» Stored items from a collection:
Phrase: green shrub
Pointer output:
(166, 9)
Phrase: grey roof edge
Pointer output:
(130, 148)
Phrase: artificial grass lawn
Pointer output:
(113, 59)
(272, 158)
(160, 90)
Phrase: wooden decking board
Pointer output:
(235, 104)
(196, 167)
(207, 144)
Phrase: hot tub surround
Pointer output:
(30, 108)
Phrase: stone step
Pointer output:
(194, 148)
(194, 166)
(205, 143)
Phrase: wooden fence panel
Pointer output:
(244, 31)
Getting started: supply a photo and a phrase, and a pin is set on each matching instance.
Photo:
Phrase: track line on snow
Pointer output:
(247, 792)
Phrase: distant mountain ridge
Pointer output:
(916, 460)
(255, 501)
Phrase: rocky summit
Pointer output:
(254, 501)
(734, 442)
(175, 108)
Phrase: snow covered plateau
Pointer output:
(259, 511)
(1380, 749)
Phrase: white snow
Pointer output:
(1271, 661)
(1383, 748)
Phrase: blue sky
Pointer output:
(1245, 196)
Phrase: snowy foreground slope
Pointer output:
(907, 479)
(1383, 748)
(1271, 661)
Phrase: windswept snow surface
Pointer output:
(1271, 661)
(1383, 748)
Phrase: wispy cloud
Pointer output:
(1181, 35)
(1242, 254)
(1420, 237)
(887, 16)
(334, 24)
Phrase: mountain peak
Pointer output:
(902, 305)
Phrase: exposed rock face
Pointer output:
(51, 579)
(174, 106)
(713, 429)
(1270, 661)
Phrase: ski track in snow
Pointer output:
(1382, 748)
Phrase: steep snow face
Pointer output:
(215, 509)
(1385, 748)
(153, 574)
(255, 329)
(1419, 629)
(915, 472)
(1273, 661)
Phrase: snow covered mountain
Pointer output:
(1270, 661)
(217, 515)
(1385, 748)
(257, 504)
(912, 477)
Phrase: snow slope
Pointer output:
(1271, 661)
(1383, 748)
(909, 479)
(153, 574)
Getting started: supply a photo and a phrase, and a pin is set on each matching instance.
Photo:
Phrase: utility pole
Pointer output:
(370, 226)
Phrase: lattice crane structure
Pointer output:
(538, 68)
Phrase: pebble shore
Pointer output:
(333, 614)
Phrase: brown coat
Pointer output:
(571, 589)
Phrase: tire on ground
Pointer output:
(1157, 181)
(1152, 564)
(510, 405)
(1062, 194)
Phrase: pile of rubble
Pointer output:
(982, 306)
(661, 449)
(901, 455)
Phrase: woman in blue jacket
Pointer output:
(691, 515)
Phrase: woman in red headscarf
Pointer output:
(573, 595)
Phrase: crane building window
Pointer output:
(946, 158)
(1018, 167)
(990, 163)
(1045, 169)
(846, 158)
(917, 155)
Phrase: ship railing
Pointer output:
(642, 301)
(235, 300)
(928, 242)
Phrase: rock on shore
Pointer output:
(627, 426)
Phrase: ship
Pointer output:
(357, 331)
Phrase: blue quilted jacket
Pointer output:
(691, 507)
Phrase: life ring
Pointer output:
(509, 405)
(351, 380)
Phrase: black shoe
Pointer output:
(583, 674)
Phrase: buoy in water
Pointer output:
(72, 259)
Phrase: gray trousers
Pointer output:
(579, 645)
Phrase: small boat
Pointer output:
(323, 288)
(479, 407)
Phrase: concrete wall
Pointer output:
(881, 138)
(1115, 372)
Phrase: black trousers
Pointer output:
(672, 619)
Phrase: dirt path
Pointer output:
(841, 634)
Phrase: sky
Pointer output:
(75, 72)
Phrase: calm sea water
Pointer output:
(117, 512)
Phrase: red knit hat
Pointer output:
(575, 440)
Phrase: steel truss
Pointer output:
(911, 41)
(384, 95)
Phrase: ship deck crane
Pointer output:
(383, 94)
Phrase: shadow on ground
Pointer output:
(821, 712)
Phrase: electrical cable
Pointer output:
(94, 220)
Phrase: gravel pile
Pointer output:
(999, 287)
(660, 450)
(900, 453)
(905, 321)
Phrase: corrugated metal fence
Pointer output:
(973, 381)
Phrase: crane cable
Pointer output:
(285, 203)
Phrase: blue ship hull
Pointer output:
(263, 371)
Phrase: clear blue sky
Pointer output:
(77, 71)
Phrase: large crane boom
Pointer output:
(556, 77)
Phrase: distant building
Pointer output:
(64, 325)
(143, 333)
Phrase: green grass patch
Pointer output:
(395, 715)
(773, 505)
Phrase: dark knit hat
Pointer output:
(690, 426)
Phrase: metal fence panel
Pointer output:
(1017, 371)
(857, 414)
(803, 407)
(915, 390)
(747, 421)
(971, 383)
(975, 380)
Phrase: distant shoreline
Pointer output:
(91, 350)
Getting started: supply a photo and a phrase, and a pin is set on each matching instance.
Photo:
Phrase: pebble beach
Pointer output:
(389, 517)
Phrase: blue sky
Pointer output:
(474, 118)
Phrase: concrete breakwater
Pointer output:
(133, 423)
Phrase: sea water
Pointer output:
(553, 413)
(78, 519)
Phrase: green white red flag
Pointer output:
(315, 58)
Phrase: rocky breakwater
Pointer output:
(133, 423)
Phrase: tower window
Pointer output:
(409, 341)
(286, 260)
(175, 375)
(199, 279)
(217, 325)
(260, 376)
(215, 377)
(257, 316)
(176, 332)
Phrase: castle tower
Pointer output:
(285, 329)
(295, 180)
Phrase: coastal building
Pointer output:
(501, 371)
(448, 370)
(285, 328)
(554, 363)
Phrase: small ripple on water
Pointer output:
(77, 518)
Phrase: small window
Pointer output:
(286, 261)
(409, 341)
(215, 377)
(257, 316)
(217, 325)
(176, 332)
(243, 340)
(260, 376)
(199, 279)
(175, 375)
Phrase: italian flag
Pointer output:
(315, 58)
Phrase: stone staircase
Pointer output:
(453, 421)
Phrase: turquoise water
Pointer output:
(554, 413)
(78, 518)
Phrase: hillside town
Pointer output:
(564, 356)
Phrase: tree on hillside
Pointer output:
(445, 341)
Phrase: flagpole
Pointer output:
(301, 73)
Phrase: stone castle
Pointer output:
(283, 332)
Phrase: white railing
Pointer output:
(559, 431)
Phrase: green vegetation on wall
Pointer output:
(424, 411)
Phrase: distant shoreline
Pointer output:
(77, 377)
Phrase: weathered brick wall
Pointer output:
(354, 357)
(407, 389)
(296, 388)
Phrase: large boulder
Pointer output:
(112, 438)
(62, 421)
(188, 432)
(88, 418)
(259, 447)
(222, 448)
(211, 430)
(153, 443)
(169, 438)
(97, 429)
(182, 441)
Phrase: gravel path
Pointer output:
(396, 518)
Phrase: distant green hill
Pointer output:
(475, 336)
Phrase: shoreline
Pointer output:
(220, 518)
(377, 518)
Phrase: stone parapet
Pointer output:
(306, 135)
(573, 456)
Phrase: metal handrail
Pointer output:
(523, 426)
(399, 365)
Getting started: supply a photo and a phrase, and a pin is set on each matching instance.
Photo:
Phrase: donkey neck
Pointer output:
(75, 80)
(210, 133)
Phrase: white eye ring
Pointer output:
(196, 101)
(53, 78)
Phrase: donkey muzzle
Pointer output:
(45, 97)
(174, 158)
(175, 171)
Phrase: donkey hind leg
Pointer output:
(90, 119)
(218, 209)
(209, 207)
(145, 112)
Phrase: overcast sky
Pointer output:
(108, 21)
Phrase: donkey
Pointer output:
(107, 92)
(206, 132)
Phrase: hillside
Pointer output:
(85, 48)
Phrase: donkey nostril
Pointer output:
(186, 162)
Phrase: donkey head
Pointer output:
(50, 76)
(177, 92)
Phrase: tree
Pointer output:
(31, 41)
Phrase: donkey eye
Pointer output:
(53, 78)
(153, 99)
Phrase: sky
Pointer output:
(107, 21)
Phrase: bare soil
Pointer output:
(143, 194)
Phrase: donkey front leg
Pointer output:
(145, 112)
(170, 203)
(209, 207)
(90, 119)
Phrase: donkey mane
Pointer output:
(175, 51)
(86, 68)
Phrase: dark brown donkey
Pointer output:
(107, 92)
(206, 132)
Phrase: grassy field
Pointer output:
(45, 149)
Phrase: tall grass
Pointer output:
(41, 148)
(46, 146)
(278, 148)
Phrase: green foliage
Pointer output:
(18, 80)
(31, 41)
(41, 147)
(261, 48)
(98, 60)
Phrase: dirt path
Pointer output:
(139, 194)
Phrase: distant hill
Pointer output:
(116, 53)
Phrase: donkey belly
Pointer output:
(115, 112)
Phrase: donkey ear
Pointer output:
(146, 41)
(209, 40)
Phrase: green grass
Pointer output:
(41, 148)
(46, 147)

» TO DO: For this exercise, copy every line of the data that holds "mountain".

» RESPONSE TO THE EXERCISE:
Phrase: distant mountain ridge
Phrase: mountain peak
Phrase: snow covered mountain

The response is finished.